## What this task involves
In the records, take the lines starting with the one that contains "# point at: dried" and running through the one that contains "x=121, y=407", both included. Lay them out as a JSON list of strings with one string per line, leaving out any blank lines.

## Provided records
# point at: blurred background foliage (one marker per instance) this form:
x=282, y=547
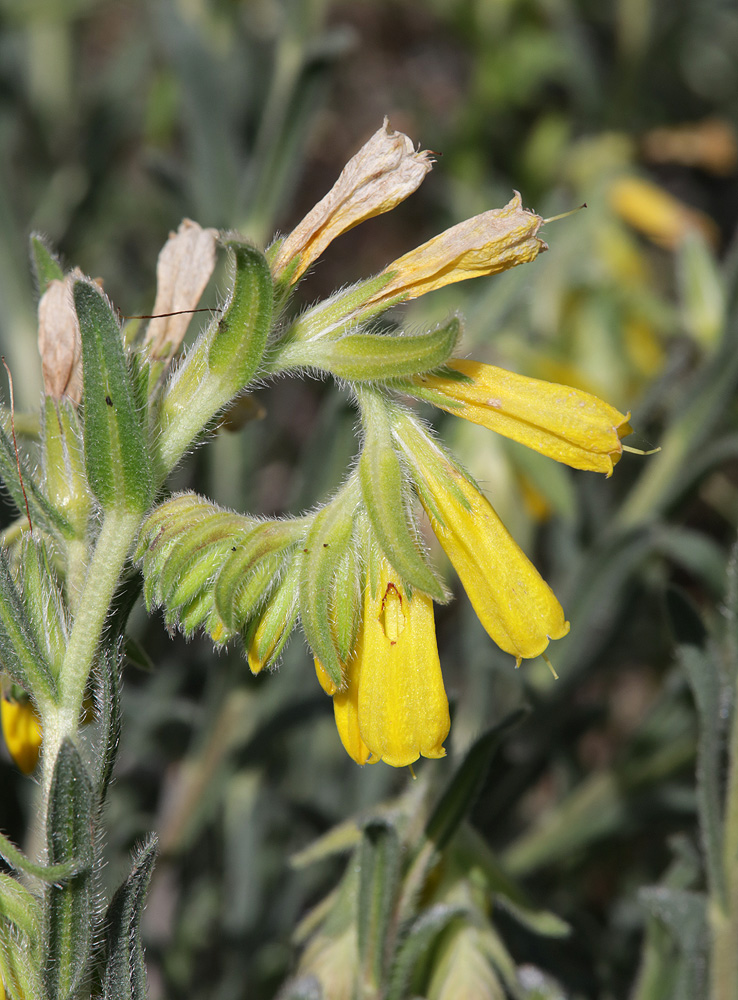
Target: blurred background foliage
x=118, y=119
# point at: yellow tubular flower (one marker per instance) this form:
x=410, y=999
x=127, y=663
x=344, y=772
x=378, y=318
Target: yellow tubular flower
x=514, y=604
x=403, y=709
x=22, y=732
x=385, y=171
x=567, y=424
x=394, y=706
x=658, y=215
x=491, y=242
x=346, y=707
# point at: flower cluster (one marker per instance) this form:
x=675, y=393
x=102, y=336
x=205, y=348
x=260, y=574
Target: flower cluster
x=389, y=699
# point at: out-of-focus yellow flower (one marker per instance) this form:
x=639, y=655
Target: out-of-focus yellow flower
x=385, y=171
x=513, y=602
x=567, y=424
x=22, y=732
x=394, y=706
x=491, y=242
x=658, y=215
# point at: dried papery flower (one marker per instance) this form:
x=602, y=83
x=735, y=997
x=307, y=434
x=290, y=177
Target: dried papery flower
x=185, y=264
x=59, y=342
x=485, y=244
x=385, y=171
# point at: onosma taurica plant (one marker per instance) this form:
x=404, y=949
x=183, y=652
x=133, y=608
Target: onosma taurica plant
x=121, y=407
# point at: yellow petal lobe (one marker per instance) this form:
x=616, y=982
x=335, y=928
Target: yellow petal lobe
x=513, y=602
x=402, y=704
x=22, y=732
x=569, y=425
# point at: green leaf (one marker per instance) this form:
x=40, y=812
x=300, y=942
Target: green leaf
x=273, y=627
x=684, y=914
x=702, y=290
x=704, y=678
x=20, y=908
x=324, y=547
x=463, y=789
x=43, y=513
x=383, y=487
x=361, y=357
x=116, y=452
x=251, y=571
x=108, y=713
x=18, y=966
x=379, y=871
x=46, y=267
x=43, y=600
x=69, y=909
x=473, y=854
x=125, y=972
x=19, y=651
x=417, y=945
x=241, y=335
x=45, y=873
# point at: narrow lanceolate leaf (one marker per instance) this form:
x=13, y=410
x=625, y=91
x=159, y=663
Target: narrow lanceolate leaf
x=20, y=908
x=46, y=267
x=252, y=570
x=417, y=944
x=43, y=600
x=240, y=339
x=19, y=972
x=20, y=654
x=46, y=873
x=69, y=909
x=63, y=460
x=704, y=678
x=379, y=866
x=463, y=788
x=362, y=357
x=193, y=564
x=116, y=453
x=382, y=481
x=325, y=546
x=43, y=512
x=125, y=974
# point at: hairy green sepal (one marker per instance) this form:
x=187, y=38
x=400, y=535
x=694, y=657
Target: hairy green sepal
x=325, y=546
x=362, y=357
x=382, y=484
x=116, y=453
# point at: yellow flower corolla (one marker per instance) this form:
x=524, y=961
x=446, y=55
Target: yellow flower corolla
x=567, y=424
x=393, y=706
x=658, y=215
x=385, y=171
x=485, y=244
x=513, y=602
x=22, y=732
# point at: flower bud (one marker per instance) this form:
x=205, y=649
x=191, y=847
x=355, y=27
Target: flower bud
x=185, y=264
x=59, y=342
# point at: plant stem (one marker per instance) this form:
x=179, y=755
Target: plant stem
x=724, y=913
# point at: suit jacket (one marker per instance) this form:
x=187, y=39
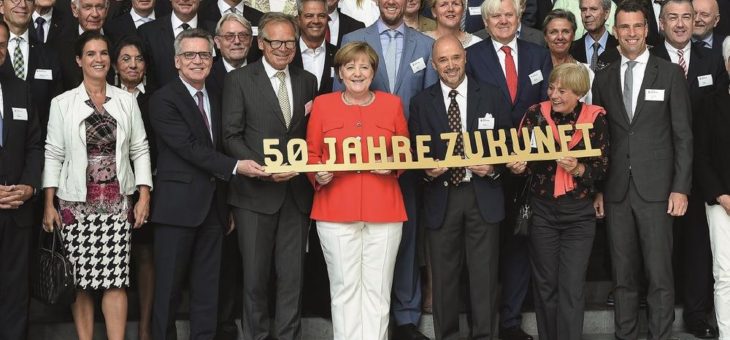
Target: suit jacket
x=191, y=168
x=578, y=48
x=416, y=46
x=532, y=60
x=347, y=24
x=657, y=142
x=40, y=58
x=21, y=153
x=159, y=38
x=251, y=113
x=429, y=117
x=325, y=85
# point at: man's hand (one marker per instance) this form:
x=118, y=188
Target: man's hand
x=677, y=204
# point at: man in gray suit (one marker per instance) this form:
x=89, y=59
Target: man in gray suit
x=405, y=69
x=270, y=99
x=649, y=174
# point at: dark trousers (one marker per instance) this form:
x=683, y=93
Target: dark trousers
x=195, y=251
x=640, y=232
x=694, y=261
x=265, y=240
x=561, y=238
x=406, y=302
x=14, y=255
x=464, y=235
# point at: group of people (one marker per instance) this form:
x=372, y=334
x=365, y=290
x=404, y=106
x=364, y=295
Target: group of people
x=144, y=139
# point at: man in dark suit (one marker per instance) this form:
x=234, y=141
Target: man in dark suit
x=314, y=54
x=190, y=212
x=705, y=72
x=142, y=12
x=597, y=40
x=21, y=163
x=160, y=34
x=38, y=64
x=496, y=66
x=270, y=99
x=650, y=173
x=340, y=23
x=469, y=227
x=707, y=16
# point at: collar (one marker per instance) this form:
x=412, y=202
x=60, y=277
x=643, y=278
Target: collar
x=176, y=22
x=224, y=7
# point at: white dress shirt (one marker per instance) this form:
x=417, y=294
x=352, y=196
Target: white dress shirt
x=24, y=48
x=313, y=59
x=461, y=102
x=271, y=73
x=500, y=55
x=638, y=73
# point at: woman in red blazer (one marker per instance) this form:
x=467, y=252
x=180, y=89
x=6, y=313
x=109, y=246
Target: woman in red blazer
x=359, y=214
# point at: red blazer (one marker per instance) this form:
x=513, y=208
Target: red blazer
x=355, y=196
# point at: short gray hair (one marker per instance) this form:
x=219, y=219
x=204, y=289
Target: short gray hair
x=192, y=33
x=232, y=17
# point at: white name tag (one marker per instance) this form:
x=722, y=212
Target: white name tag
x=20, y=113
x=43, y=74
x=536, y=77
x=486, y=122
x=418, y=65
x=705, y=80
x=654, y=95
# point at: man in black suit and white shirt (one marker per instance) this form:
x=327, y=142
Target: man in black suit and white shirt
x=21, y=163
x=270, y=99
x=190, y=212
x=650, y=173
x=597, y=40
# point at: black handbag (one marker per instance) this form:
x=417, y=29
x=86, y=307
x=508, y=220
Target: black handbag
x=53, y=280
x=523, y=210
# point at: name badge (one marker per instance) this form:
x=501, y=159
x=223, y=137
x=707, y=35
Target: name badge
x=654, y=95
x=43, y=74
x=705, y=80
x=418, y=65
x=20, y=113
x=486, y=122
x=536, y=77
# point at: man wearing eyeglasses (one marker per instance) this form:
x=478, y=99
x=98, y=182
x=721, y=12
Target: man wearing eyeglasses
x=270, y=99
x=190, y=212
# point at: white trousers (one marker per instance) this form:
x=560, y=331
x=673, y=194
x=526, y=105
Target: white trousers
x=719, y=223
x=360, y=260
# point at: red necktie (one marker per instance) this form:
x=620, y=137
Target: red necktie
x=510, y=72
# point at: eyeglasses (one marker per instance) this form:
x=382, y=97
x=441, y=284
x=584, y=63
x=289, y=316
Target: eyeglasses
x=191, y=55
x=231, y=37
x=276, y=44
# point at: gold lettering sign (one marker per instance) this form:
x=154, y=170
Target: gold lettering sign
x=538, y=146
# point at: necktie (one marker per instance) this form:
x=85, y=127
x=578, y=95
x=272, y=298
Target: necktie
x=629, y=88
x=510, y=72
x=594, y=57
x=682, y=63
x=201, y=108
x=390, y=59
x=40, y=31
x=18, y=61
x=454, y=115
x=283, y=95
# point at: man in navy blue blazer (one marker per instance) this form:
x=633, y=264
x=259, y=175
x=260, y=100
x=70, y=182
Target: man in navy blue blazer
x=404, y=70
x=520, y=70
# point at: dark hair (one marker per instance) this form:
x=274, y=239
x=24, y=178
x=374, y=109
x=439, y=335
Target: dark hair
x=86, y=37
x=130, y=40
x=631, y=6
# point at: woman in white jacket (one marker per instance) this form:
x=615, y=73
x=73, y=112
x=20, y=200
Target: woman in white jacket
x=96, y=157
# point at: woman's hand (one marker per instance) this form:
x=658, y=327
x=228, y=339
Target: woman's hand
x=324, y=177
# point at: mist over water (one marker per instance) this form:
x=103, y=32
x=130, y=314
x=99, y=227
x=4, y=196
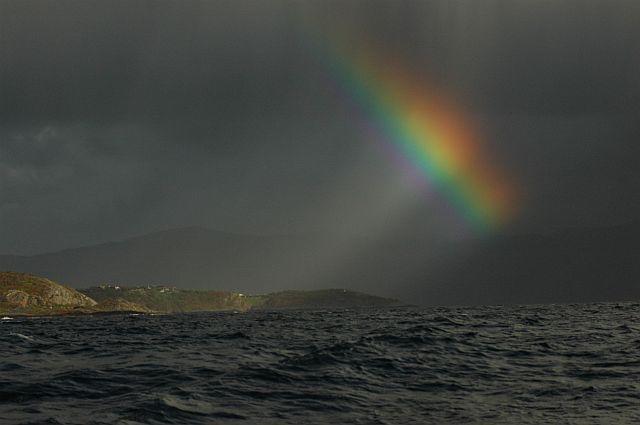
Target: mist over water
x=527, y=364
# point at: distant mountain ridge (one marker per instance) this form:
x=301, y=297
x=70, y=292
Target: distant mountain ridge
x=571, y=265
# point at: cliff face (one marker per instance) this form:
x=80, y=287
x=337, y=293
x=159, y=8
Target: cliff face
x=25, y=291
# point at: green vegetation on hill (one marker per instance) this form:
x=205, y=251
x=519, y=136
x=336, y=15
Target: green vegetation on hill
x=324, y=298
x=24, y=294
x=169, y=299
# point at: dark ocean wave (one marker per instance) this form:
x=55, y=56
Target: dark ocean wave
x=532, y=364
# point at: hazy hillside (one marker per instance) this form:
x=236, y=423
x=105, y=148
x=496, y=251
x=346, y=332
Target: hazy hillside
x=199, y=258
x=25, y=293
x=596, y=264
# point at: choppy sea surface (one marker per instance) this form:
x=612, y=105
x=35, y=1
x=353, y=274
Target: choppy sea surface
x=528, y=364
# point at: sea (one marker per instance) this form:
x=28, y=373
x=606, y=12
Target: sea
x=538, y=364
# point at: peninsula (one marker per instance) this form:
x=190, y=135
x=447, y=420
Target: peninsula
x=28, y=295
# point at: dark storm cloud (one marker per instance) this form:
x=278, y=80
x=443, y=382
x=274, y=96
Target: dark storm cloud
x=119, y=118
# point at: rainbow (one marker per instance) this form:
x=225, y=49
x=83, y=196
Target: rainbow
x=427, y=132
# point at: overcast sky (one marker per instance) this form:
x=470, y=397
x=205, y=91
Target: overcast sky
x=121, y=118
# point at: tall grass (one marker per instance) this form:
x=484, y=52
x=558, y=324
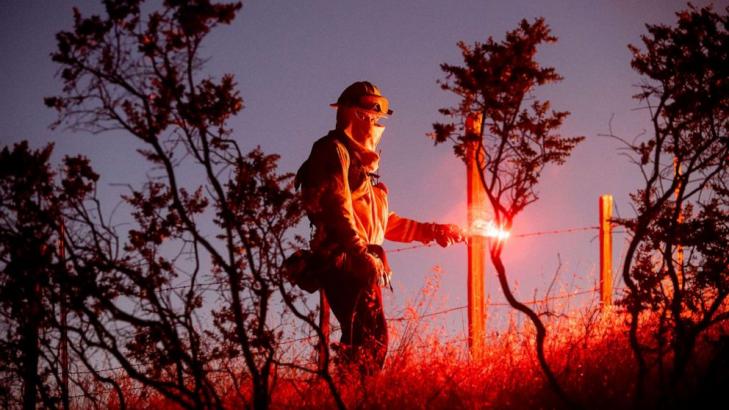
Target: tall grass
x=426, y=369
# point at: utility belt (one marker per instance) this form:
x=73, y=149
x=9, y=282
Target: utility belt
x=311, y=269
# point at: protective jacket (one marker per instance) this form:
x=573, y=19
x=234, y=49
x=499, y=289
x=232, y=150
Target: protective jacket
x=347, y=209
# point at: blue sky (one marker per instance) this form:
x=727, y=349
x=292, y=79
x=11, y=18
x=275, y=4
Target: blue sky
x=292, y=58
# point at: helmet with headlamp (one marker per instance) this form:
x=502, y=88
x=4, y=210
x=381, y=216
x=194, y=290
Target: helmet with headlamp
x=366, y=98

## The result
[
  "# point at: dried papery flower (one marker per instance) this form:",
  "x=602, y=83",
  "x=735, y=997",
  "x=307, y=434",
  "x=290, y=177",
  "Target: dried papery flower",
  "x=185, y=264",
  "x=59, y=342",
  "x=485, y=244",
  "x=385, y=171",
  "# point at: onosma taurica plant (one marker per instance) this form:",
  "x=404, y=949",
  "x=183, y=652",
  "x=133, y=608",
  "Target: onosma taurica plant",
  "x=121, y=407"
]